Swap "potted plant" for "houseplant" in the stretch of lines below, from the line containing "Task: locate the white upper" through the last line, leaving everything else unchanged. Give only those lines.

** START Provided material **

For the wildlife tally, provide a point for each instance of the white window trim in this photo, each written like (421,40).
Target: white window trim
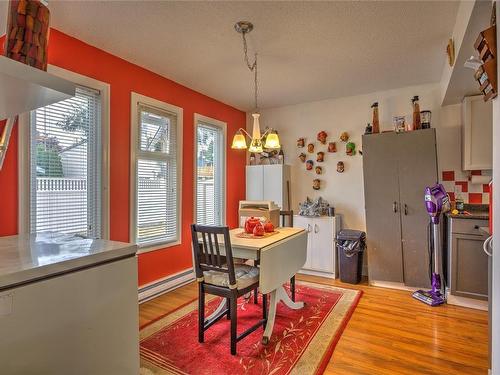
(24,151)
(134,126)
(223,126)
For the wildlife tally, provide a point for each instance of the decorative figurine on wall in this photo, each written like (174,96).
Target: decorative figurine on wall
(340,167)
(322,137)
(314,208)
(350,148)
(316,184)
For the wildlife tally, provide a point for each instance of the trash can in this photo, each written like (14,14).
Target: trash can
(351,245)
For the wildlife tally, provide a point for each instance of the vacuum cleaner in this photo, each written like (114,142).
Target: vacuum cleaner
(437,202)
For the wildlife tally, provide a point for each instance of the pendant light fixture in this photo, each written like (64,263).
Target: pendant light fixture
(271,137)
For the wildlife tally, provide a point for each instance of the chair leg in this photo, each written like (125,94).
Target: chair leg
(264,309)
(233,307)
(201,313)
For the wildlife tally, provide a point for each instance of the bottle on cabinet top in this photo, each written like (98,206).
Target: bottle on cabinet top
(416,113)
(375,122)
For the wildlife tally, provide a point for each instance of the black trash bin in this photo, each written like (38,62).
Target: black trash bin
(351,245)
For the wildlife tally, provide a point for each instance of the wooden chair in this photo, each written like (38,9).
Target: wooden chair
(217,274)
(283,216)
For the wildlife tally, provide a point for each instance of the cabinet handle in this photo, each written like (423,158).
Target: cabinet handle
(487,246)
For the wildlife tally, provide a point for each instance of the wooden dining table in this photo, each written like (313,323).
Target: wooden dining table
(279,256)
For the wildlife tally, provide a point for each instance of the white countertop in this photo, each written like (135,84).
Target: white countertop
(25,259)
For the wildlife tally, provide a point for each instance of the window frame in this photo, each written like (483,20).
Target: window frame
(198,118)
(135,100)
(24,153)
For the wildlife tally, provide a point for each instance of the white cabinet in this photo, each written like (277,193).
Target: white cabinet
(321,249)
(477,133)
(268,183)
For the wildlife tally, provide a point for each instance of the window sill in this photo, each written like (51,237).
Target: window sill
(161,246)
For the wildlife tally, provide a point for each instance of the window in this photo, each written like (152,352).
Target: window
(210,171)
(65,170)
(156,185)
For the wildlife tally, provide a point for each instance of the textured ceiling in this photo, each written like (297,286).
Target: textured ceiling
(307,50)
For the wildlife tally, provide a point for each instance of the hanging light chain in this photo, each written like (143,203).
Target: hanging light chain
(252,67)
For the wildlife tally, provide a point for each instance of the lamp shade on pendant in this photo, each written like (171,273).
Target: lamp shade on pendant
(255,146)
(272,141)
(239,141)
(256,126)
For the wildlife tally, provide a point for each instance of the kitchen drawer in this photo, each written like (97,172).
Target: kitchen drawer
(468,267)
(468,226)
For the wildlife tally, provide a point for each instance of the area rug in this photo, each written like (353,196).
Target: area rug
(302,341)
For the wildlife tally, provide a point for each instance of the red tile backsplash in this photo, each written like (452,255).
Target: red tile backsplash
(475,198)
(448,175)
(464,185)
(457,183)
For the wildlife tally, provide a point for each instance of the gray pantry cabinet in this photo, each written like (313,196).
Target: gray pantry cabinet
(396,169)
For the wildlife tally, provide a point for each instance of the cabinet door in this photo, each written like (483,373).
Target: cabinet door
(305,222)
(255,182)
(477,133)
(322,245)
(417,170)
(273,184)
(383,226)
(469,267)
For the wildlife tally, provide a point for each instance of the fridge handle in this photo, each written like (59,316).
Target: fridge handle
(487,246)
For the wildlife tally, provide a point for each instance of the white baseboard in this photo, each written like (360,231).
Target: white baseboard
(317,273)
(392,285)
(466,302)
(166,284)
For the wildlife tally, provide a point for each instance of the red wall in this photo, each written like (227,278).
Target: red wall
(72,54)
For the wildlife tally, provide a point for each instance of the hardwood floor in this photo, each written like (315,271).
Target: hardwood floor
(389,333)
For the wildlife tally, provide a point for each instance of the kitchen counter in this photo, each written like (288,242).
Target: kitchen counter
(472,211)
(24,259)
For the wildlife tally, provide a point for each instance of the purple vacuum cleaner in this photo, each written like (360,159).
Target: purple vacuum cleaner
(437,202)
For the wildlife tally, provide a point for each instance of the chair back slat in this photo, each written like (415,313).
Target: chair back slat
(211,249)
(217,249)
(207,256)
(205,247)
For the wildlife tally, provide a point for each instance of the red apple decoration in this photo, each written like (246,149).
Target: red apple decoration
(269,227)
(250,223)
(258,230)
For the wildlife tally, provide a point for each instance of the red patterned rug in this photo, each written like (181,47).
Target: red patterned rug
(302,341)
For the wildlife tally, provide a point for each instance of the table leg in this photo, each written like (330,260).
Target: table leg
(277,295)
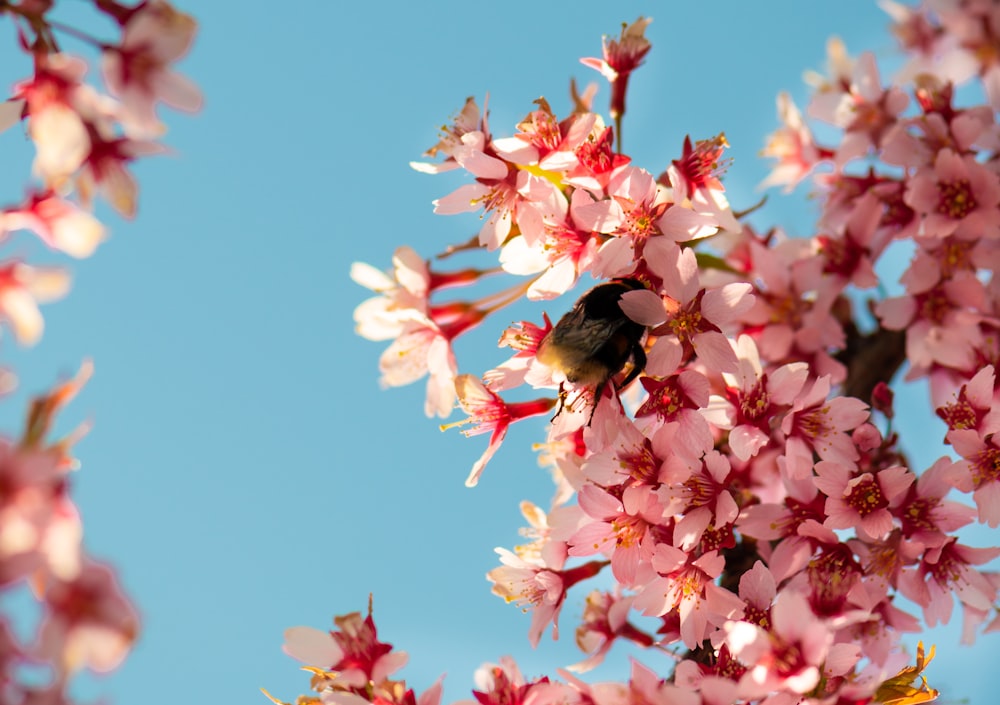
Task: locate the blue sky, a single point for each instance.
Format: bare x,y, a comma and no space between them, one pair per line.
245,472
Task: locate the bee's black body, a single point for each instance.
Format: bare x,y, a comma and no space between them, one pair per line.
594,341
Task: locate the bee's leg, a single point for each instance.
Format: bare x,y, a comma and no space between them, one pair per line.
638,365
562,402
598,395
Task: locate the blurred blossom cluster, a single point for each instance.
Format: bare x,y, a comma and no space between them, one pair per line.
86,136
747,494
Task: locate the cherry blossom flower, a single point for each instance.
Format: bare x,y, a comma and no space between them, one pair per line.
756,398
793,147
818,424
137,71
688,585
944,570
491,414
979,473
861,500
788,656
89,621
621,58
605,619
617,528
973,406
697,177
690,316
59,223
22,288
956,196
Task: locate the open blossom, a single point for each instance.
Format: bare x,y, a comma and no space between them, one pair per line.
490,414
792,145
59,107
979,472
755,398
786,656
22,288
690,316
861,500
818,424
138,71
352,651
537,586
688,585
946,570
90,622
58,222
957,196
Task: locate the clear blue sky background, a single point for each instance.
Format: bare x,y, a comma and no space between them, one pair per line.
245,471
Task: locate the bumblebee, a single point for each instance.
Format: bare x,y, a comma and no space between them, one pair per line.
594,341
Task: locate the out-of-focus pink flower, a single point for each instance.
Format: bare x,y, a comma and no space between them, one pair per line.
957,196
139,73
793,147
22,287
490,414
59,223
89,623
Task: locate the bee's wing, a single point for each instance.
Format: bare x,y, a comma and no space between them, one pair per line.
585,335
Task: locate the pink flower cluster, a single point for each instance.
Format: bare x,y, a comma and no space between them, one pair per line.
85,140
750,507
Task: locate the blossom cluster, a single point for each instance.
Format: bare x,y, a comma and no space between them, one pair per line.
748,493
85,138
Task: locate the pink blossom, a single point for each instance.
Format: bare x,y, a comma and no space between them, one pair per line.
621,57
687,584
820,424
756,398
490,414
90,622
22,288
617,528
956,196
944,570
861,500
788,656
59,224
973,406
697,177
793,147
138,71
689,315
605,619
979,472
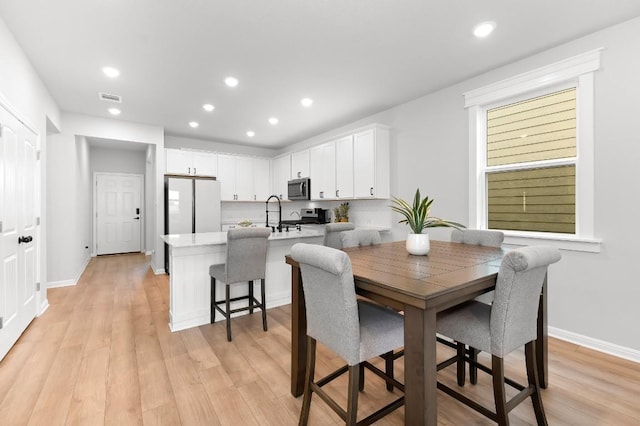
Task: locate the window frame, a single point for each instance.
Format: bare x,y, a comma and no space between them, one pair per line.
577,71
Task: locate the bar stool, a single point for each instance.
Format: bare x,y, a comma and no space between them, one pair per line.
246,261
502,327
356,330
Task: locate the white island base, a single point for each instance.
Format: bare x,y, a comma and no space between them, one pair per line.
190,256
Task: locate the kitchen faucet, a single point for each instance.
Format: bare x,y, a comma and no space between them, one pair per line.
279,214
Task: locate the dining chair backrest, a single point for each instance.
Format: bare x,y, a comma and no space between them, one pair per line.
515,305
330,298
246,254
360,238
478,237
332,233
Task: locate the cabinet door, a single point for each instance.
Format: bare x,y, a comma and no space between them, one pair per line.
300,164
244,179
344,167
227,177
316,172
281,175
178,161
364,164
205,164
261,179
322,168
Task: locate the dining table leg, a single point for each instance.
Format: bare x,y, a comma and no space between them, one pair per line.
298,333
420,366
542,339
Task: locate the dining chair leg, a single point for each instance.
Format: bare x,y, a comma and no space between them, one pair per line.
532,377
473,370
460,348
388,366
213,300
228,313
497,367
311,366
264,305
352,399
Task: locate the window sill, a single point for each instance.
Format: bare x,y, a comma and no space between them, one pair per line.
563,242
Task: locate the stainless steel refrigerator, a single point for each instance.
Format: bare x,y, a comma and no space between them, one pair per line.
191,204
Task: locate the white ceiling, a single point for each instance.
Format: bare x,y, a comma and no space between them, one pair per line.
353,57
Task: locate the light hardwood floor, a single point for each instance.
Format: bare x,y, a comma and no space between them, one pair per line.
103,354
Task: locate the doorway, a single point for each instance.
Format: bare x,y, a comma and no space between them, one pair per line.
118,203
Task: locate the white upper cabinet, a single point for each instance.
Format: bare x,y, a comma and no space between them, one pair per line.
194,163
262,183
243,178
344,167
281,173
371,163
322,170
300,164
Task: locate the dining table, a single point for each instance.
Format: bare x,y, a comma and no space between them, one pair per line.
420,287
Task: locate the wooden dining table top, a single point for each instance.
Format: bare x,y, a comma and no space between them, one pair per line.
436,280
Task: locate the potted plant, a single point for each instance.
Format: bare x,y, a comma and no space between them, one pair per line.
344,212
417,216
336,214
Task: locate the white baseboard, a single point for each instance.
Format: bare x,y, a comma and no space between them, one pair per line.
43,307
71,282
598,345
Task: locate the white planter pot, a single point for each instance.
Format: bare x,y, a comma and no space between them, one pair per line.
418,244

** END Provided material **

Written response:
Task: locate the white upper cabinet, a single point for each instance.
Format: bare x,y, a comma and no space between them, one pair per line.
194,163
262,183
243,178
344,167
281,173
371,163
322,170
300,164
Task: locate the dining table, a single point for each instance.
Format: bare x,y, a comma and no space between them, one pair per line.
420,287
Task: locate the wooden dining table top, a single point for each instance.
Format: bare x,y, a comma and no space between them, one pair per line.
436,280
Task: locate the houseplant, a single point for each instance.
Format: bare x,y, a comma and no space between them, one pair per line.
344,212
417,216
336,214
Task: locate the white baseboard, a single point for each instance.
Format: bare x,y, a comma and no space between them, one pair per line.
43,307
71,282
598,345
Task: locate the white planter pot, a single point for each instance.
Format: bare x,y, a comma and no space between them, one pair per line.
418,244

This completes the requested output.